Exercise prompt:
Rewrite all of the entries below, changing each "instance" to "object" and keeping everything else the same. Do not include the pictures.
== Data
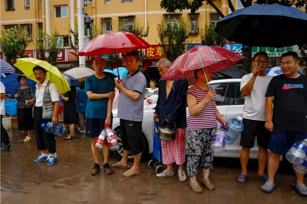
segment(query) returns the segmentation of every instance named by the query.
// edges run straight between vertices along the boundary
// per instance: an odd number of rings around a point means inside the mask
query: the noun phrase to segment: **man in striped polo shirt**
[[[126,68],[129,72],[122,81],[118,79],[116,87],[119,91],[117,117],[120,119],[120,132],[124,149],[122,158],[113,164],[114,168],[128,169],[129,152],[133,155],[134,163],[131,168],[122,175],[130,177],[141,173],[140,161],[143,146],[142,122],[144,114],[144,100],[146,92],[146,79],[138,70],[140,56],[135,52],[127,54]]]

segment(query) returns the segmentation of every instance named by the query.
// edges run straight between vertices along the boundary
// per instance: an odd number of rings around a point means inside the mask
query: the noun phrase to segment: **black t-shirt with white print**
[[[307,77],[273,77],[266,97],[273,96],[274,130],[307,133]]]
====
Response to this exercise:
segment(query) returns the segmentation of every object named by the query.
// edges run straight between vertices along the boundary
// per object: an odd number of rings around a point means inside the mask
query: the noun phrase to segment: **man in striped polo shirt**
[[[126,68],[129,72],[122,81],[118,79],[116,87],[119,91],[117,117],[120,119],[120,132],[124,149],[122,158],[113,164],[114,168],[128,169],[129,152],[133,155],[134,163],[131,168],[122,175],[130,177],[141,173],[140,161],[143,146],[142,122],[144,114],[144,100],[146,92],[146,79],[138,70],[140,56],[135,52],[127,54]]]

segment(query) returns the segmentation of every object named by the query.
// edges run straight between vertices along the boundary
// per object: an odd number of rings around a point means inside the mask
query: the noun phrase to segment: **black t-shirt with white print**
[[[307,77],[273,77],[266,97],[273,96],[274,130],[307,133]]]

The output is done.